## Exercise:
Please rewrite the records between the line holding "Q: What is the bounding box of the framed" and the line holding "[115,452,1024,683]", inclusive, replacing "armchair" with "lounge chair" and leaving everything else unchanged.

[Stored items from a collection]
%%

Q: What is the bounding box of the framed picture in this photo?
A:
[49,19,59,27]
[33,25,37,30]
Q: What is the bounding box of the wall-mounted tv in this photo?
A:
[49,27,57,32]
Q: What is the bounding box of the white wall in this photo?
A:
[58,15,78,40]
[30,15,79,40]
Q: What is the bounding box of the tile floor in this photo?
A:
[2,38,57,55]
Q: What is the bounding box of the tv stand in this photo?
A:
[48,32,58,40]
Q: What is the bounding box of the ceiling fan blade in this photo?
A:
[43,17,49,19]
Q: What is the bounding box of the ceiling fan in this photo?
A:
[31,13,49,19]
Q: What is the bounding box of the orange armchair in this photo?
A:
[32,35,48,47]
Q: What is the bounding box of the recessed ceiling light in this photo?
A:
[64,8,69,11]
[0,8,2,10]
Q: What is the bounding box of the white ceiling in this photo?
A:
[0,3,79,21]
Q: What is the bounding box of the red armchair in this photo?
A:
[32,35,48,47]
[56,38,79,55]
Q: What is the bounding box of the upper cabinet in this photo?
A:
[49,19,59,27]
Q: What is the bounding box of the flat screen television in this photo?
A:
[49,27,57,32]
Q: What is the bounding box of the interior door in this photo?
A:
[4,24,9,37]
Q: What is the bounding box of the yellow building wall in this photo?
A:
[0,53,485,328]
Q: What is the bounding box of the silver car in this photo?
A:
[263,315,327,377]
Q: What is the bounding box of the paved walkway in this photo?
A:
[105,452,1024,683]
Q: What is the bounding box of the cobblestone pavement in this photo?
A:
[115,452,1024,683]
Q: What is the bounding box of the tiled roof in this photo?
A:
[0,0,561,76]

%%
%%

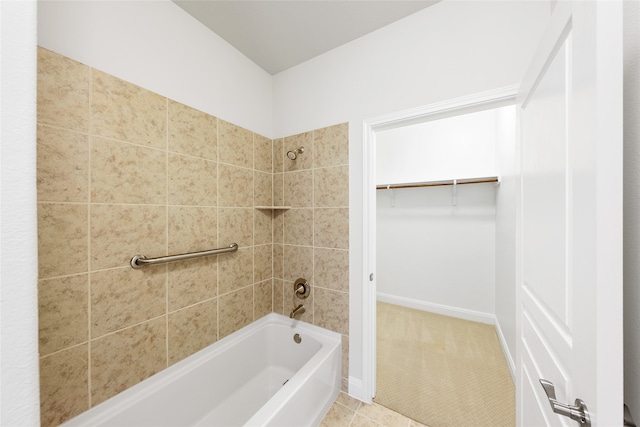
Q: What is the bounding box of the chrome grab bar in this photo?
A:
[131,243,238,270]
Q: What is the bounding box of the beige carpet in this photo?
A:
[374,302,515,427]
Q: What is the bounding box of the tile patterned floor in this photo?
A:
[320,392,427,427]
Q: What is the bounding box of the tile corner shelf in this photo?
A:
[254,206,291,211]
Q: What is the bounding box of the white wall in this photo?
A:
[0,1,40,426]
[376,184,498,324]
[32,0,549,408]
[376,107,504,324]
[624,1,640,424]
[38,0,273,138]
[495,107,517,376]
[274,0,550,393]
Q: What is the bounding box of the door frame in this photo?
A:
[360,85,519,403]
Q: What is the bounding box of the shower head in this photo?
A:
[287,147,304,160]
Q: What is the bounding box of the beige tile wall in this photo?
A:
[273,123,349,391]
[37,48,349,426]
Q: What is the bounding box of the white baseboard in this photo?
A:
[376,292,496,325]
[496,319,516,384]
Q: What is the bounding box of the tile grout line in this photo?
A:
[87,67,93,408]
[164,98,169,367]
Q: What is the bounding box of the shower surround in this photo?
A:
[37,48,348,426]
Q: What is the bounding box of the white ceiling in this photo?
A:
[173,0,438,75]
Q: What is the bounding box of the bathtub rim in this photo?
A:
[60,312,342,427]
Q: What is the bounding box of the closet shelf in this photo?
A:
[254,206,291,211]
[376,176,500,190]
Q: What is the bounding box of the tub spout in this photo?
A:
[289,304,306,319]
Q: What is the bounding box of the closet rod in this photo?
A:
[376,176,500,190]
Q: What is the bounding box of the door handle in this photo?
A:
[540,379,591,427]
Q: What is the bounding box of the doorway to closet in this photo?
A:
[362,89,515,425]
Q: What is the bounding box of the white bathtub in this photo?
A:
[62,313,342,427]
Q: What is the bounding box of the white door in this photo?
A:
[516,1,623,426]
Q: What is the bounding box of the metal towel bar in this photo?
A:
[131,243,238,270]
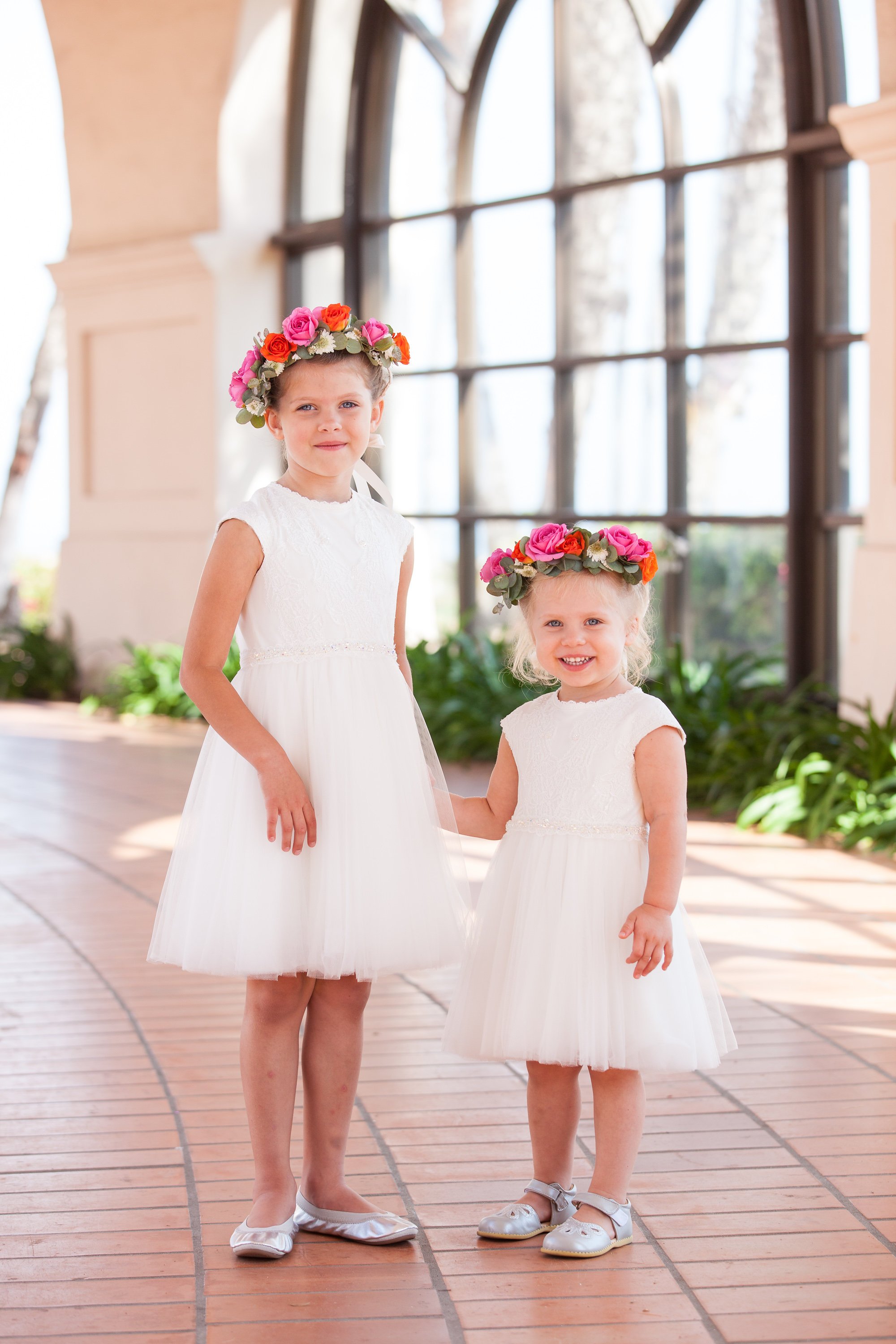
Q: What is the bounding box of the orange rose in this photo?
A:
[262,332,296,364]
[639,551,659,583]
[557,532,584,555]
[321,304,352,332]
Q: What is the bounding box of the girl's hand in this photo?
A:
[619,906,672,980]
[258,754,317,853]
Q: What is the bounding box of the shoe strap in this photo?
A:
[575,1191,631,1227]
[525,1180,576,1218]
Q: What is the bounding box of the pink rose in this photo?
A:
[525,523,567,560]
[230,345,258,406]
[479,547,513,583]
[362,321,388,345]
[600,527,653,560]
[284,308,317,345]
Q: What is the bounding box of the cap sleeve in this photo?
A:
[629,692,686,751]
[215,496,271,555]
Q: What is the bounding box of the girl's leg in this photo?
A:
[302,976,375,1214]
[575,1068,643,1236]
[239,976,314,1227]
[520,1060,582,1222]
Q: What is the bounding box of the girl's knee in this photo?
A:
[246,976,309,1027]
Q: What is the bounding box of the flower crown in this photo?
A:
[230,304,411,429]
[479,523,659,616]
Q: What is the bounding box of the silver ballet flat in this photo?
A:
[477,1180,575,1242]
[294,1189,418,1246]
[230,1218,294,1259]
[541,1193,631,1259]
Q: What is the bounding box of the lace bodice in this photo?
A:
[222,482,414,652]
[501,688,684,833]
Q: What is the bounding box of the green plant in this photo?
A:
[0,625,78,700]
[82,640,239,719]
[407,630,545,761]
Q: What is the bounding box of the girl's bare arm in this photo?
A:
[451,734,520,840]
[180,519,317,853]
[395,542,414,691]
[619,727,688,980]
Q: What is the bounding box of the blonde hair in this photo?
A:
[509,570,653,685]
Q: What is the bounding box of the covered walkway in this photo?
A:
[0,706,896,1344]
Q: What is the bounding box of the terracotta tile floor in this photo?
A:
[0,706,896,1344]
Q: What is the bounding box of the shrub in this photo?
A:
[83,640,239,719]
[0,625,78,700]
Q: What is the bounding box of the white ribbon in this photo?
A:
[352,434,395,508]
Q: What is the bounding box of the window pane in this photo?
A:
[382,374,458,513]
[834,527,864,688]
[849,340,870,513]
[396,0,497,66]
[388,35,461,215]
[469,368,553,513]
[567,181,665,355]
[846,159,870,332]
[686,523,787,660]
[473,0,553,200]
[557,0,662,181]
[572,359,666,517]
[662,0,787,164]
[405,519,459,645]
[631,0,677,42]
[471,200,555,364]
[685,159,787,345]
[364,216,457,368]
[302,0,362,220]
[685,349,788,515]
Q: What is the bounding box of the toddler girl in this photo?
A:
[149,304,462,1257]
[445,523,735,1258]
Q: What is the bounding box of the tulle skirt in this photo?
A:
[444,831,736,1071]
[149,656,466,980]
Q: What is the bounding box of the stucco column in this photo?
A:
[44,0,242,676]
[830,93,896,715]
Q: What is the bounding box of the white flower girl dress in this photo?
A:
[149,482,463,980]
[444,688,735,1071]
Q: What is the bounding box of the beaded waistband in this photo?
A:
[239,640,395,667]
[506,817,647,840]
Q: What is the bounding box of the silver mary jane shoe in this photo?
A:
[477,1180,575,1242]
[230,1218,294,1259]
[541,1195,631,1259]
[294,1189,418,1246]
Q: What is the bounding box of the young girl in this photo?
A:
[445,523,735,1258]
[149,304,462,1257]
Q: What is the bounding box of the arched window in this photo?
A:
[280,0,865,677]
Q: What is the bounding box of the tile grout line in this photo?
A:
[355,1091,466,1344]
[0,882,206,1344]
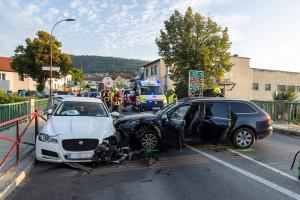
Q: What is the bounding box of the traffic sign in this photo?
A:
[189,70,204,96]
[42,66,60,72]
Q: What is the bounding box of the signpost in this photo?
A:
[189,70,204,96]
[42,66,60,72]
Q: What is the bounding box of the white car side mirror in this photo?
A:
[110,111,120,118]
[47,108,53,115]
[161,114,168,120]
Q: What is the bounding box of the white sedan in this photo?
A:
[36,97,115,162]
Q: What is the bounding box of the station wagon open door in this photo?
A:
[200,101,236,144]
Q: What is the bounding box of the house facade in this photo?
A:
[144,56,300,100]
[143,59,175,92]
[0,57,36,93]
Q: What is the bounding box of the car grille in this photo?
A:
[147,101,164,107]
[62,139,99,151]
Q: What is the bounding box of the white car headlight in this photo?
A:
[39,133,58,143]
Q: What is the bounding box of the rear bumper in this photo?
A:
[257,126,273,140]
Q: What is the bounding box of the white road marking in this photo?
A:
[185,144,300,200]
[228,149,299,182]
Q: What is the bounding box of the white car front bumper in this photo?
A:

%%

## Exercise answer:
Q: What is the bounding box of the framed picture in this photo?
A:
[49,19,59,27]
[33,25,37,30]
Q: What is the bounding box of the wall-mounted tv in this photo?
A:
[49,27,57,32]
Q: What is the bounding box of the white wall in this photo?
A:
[58,15,78,40]
[30,15,79,40]
Q: What is the bounding box of the tile floor in this photo?
A:
[2,38,57,55]
Q: What is the bounding box of the tv stand in this photo?
A:
[48,32,58,40]
Q: What is the bounding box of the ceiling fan blade in this photo?
A:
[43,17,49,19]
Q: What is the bounding box of the ceiling fan in this photo?
A:
[31,13,49,19]
Q: What is the bounding box of the orange lounge chair in this photo?
A:
[32,35,48,47]
Q: What is the bounding box of the recessed ceiling light in this photo?
A:
[64,8,69,11]
[0,8,2,10]
Q: What is the bounding box of the white ceiling in this photo?
A:
[0,3,79,21]
Q: What is the bounding box of the red lounge chair in this photo?
A:
[32,35,48,47]
[56,38,79,55]
Q: What is the bounding box of the upper cabinet in this photo?
A:
[49,19,59,27]
Q: What is the bounding box of the flat screen television in this photo?
A:
[49,27,57,32]
Q: What is the bounding box of the interior door in this photo?
A:
[4,24,9,37]
Q: What is the bounding box of the yellow building wall in this photo?
A:
[0,53,485,328]
Q: What is the bounding box of the silver car in this photo?
A:
[263,315,327,377]
Q: What is the bounding box of the paved walkway in this photo?
A:
[105,452,1024,683]
Q: What is the bounding box of the cobblestone pavement in this photo?
A:
[115,452,1024,683]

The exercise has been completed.